# [EXERCISE GOAL]
Turn the data below into a numbered list, using only the lines between the one holding "like x=0, y=68." and the one holding "x=700, y=998", inclusive. Skip blank lines.
**** RECORDS ****
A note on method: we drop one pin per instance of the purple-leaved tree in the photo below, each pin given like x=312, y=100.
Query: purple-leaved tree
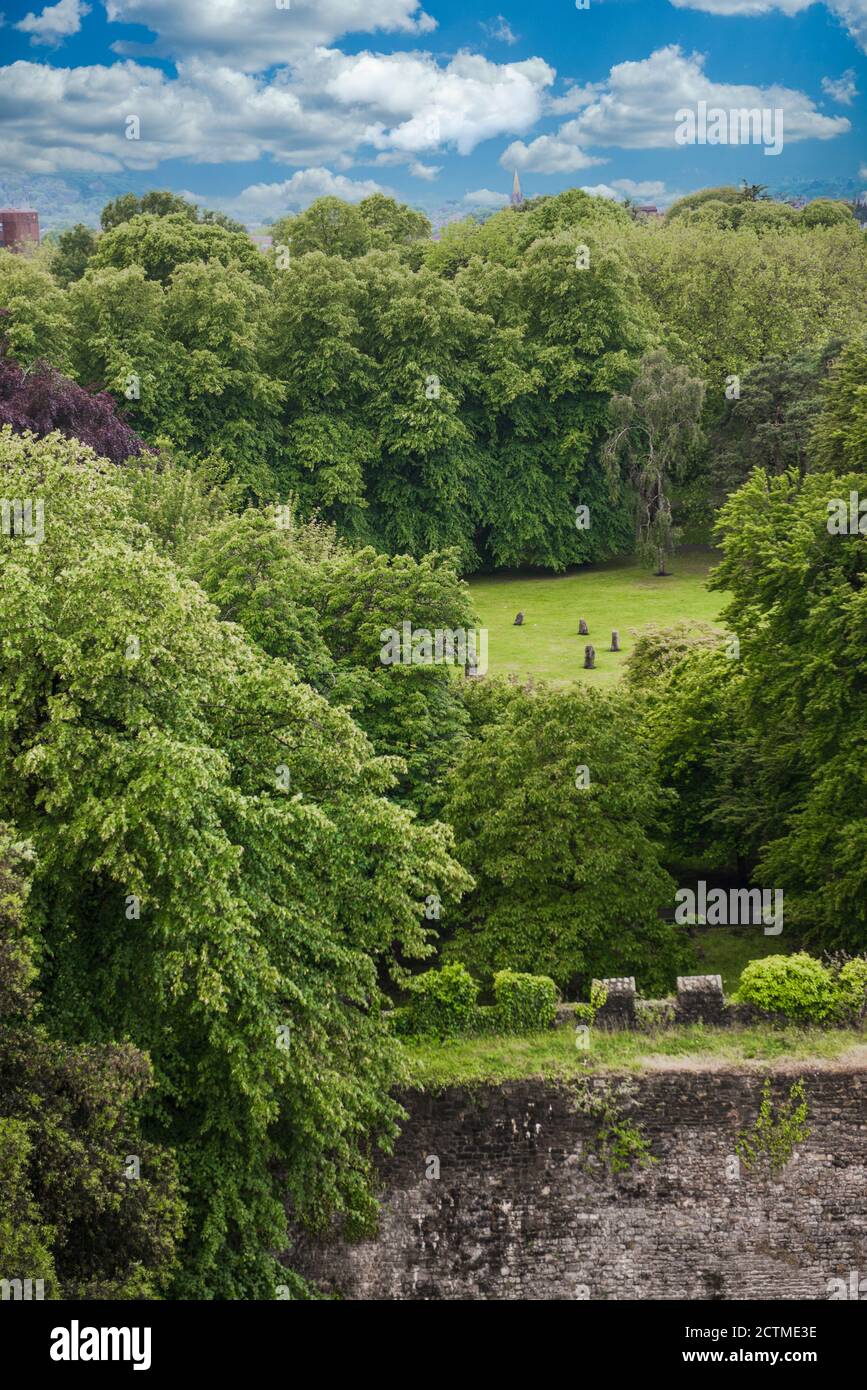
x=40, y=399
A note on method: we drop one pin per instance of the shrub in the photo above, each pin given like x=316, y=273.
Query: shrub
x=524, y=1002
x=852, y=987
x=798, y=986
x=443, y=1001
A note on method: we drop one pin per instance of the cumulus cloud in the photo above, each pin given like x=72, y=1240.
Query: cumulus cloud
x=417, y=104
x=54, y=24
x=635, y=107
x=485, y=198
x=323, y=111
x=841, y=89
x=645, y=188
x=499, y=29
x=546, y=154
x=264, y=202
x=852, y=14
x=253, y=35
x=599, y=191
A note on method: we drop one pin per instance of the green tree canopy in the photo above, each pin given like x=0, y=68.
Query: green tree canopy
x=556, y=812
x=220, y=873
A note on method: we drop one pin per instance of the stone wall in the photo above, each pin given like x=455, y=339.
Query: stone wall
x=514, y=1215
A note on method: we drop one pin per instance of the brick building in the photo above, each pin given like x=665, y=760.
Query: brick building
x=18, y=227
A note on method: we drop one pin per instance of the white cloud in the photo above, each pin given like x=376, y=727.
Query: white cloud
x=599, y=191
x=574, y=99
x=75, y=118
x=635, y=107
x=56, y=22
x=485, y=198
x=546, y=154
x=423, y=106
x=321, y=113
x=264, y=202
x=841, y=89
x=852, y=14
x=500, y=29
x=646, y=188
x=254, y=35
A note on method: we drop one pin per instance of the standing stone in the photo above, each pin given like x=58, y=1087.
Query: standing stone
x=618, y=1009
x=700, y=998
****
**** RECORDS ****
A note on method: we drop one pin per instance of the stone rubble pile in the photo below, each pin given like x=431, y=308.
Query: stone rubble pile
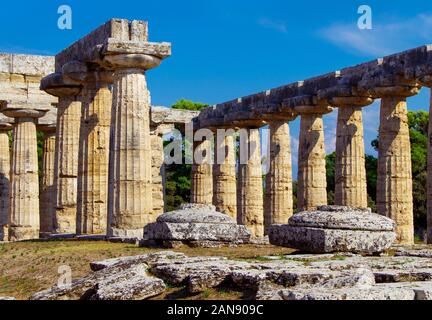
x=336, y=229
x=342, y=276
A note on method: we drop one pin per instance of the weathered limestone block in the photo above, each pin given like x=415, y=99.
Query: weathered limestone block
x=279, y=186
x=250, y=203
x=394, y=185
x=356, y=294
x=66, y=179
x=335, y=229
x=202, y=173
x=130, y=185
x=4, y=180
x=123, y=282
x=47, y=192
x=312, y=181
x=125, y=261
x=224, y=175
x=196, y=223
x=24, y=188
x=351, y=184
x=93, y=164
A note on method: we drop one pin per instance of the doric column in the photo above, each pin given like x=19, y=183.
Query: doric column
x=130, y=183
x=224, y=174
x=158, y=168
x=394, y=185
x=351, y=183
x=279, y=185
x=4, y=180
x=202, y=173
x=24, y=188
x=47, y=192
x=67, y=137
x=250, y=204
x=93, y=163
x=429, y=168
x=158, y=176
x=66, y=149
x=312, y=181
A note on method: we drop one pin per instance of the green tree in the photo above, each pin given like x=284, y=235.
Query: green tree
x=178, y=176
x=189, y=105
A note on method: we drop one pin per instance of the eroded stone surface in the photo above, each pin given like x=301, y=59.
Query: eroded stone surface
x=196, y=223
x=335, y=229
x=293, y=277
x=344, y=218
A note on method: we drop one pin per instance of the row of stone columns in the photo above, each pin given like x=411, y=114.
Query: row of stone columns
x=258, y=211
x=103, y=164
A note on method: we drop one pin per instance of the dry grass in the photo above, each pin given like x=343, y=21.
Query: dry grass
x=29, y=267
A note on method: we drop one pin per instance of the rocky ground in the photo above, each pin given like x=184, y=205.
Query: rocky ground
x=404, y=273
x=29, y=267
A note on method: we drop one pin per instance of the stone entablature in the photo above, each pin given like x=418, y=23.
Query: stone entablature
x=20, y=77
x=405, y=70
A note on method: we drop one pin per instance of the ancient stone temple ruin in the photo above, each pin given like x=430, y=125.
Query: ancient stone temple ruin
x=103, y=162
****
# [SOLUTION TO THIS TASK]
1. A note on method: we drop one pin per instance of the green tree canopy in the photo above, each pin given like x=0, y=68.
2. Query: green tree canopy
3. x=556, y=812
4. x=220, y=873
5. A note on method: we drop one pin per instance of the stone wall in the photo above, each pin given like x=455, y=339.
6. Query: stone wall
7. x=514, y=1215
8. A note on method: we drop one pin per instance of the brick building in the photo above, each pin given like x=665, y=760.
9. Query: brick building
10. x=18, y=227
11. A note on method: we drop one pin per instance of the white cloud in the photo above, each pin given like x=376, y=727.
12. Query: white cloud
13. x=599, y=191
14. x=574, y=99
15. x=75, y=118
16. x=635, y=107
17. x=56, y=22
18. x=485, y=198
19. x=546, y=154
20. x=423, y=106
21. x=321, y=113
22. x=264, y=202
23. x=841, y=89
24. x=852, y=14
25. x=500, y=29
26. x=646, y=188
27. x=254, y=35
28. A note on method: we drop one pin per instance of the standing stone in the photo above, each pin given like x=58, y=1087.
29. Query: standing stone
30. x=618, y=1009
31. x=700, y=998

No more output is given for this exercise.